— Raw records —
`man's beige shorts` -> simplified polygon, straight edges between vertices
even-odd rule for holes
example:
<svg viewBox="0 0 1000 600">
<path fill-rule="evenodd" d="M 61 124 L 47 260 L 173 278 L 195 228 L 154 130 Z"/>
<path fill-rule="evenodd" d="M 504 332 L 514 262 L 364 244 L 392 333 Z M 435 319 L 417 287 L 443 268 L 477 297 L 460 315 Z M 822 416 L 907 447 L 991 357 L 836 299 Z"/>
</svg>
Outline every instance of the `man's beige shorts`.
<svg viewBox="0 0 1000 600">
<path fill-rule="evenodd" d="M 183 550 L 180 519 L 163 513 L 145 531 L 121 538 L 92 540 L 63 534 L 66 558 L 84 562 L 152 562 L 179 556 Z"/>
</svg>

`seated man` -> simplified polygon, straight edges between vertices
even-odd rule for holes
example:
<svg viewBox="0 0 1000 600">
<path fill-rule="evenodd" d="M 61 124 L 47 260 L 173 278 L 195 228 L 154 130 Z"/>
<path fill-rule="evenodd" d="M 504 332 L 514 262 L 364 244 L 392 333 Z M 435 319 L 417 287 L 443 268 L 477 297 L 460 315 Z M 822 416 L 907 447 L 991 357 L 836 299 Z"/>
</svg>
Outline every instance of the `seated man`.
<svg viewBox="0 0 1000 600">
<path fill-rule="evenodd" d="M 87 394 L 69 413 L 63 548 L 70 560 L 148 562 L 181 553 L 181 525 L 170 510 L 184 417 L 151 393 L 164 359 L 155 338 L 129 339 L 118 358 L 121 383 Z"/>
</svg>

— DIRECTIONS —
Make an exact copy of all the data.

— WORKED SOLUTION —
`man's beige shorts` -> simplified polygon, straight edges between vertices
even-odd rule for holes
example:
<svg viewBox="0 0 1000 600">
<path fill-rule="evenodd" d="M 61 124 L 47 260 L 173 278 L 195 228 L 154 130 Z"/>
<path fill-rule="evenodd" d="M 504 332 L 514 262 L 364 244 L 392 333 Z M 435 319 L 417 287 L 443 268 L 477 297 L 460 315 Z M 822 416 L 907 447 L 991 357 L 836 299 Z"/>
</svg>
Outline every instance of the `man's beige shorts`.
<svg viewBox="0 0 1000 600">
<path fill-rule="evenodd" d="M 183 550 L 180 519 L 163 513 L 145 531 L 121 538 L 92 540 L 63 534 L 66 558 L 84 562 L 152 562 L 179 556 Z"/>
</svg>

`seated man` -> simplified polygon, straight edges between vertices
even-odd rule for holes
example:
<svg viewBox="0 0 1000 600">
<path fill-rule="evenodd" d="M 61 124 L 47 260 L 173 278 L 195 228 L 154 130 Z"/>
<path fill-rule="evenodd" d="M 504 332 L 514 262 L 364 244 L 392 333 Z M 435 319 L 417 287 L 443 268 L 477 297 L 460 315 Z M 822 416 L 907 447 L 991 357 L 836 299 Z"/>
</svg>
Outline every instance of the `seated man`.
<svg viewBox="0 0 1000 600">
<path fill-rule="evenodd" d="M 87 394 L 69 413 L 63 548 L 70 560 L 148 562 L 181 553 L 181 525 L 170 510 L 184 417 L 151 393 L 164 359 L 155 338 L 129 339 L 118 358 L 121 383 Z"/>
</svg>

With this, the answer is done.